Goal - Pick out each line of the material below that contains the word "dial", and copy those lines unchanged.
** START Stored data **
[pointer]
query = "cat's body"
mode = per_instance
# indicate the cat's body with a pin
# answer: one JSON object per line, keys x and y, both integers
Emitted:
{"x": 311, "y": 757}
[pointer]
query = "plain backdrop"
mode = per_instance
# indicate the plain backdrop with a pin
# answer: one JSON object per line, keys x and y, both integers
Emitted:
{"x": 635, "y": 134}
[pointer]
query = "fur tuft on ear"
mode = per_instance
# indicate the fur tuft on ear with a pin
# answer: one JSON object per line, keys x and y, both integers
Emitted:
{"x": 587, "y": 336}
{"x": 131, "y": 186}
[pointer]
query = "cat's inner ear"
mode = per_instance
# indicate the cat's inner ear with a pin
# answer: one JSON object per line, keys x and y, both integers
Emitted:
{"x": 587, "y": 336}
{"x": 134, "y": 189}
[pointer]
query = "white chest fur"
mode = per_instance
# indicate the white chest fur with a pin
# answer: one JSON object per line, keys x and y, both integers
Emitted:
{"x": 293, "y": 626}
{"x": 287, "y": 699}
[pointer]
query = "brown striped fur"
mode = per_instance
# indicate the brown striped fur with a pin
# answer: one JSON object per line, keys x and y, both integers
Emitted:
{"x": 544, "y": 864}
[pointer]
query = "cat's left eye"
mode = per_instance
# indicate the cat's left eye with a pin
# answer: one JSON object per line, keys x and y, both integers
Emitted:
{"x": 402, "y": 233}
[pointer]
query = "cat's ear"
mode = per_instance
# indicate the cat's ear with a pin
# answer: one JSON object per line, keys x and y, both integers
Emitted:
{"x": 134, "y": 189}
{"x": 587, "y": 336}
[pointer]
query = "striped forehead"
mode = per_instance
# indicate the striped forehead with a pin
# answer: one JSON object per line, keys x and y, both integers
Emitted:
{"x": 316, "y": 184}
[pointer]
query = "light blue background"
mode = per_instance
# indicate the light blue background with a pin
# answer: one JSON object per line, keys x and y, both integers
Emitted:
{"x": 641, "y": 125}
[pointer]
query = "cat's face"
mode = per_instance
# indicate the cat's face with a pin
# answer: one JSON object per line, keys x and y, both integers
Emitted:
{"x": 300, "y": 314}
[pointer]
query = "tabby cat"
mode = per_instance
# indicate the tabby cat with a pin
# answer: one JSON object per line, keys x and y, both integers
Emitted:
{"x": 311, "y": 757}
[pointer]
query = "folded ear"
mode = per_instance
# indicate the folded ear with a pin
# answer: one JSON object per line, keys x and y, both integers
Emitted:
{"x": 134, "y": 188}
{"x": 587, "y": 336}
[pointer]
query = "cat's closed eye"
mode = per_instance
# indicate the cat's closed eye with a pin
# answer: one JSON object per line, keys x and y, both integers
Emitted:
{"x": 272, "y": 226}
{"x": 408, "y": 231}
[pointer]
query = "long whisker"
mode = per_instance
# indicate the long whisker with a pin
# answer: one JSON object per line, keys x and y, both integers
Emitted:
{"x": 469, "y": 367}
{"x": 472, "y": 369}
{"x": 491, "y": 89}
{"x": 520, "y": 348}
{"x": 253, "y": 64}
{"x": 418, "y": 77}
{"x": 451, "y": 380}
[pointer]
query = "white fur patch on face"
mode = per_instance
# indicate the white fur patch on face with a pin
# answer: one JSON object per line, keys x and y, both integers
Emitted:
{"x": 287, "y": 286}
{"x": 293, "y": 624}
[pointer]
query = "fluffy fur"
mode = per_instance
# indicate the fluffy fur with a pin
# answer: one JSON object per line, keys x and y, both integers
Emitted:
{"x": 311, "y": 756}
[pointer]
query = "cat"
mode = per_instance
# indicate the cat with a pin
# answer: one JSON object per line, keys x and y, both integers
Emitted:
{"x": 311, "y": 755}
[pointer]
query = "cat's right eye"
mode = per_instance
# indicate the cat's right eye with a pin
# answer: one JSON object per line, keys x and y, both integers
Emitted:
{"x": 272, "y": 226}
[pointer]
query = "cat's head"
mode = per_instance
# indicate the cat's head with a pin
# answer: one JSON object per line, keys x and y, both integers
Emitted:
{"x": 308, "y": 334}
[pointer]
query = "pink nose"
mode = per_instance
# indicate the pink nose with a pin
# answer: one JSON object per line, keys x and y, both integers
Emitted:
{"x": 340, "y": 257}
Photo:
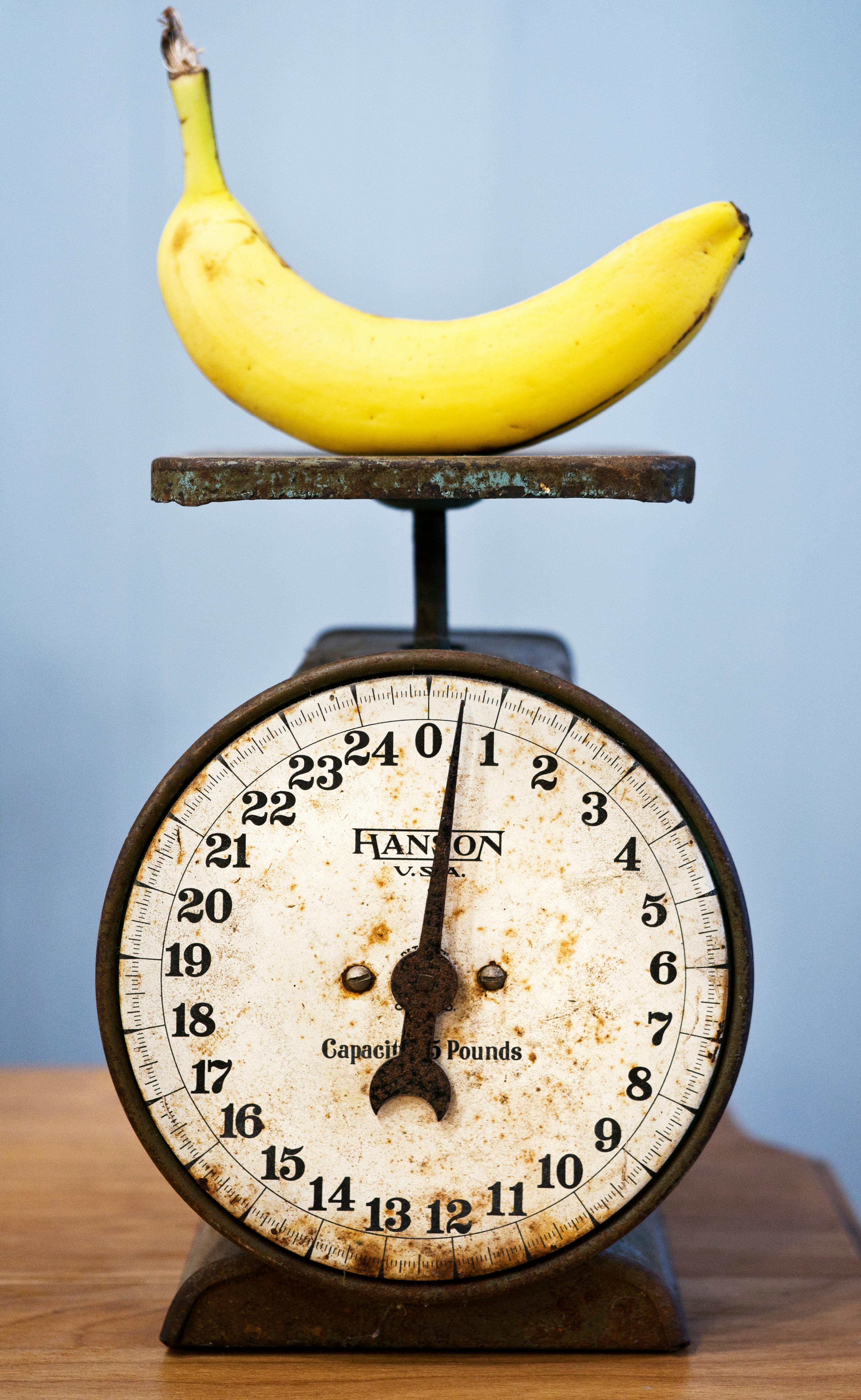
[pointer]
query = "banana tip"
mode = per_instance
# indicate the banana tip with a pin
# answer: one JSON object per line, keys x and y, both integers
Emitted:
{"x": 743, "y": 220}
{"x": 180, "y": 56}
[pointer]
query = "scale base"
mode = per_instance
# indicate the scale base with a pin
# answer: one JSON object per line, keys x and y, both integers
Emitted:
{"x": 625, "y": 1300}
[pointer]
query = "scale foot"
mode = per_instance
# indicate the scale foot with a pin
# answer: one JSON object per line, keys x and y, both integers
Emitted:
{"x": 625, "y": 1300}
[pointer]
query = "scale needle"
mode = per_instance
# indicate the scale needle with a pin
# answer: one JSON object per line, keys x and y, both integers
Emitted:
{"x": 425, "y": 982}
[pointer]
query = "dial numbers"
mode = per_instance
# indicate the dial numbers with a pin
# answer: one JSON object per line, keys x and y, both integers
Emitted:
{"x": 570, "y": 869}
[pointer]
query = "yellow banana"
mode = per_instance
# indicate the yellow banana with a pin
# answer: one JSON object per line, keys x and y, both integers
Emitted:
{"x": 360, "y": 384}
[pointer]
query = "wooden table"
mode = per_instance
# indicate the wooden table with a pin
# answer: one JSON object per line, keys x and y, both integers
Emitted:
{"x": 94, "y": 1242}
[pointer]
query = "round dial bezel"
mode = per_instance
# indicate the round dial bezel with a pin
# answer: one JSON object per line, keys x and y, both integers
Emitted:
{"x": 544, "y": 687}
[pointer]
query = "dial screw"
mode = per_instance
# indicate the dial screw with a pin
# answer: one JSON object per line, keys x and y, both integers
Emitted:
{"x": 492, "y": 978}
{"x": 358, "y": 978}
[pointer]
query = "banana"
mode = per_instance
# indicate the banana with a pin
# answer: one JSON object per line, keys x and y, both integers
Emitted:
{"x": 360, "y": 384}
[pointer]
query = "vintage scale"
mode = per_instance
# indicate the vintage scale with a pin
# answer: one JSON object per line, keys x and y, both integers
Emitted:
{"x": 425, "y": 975}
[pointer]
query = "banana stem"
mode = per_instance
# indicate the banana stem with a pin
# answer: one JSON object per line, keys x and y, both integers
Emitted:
{"x": 191, "y": 92}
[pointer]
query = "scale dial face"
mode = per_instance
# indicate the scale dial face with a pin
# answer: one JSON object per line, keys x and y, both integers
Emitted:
{"x": 584, "y": 923}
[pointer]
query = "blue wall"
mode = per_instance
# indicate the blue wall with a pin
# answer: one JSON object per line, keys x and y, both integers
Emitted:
{"x": 436, "y": 162}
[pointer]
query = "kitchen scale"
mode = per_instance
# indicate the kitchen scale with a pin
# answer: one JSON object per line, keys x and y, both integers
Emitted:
{"x": 425, "y": 975}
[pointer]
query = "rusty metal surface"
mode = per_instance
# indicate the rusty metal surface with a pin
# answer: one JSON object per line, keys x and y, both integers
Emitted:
{"x": 201, "y": 481}
{"x": 705, "y": 1118}
{"x": 626, "y": 1300}
{"x": 541, "y": 650}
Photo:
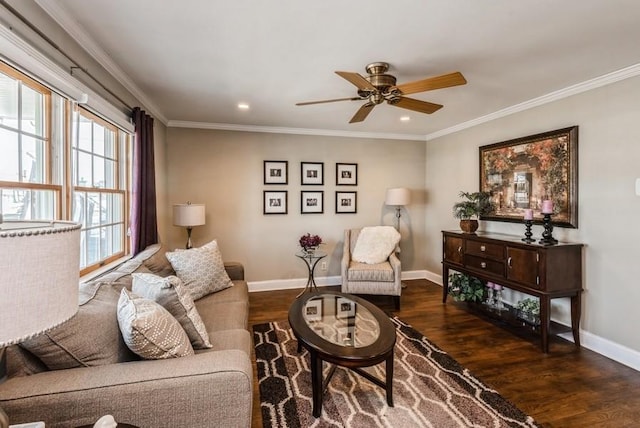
** END Stored data **
Correct answer -
query = "dial numbers"
# indicate the dial numbers with a pin
query = "round dial bezel"
# indicate the round dial bezel with a pin
query = "dial screw"
# indicate the dial screw with a pin
query = "scale dial face"
# indicate the scale dial face with a pin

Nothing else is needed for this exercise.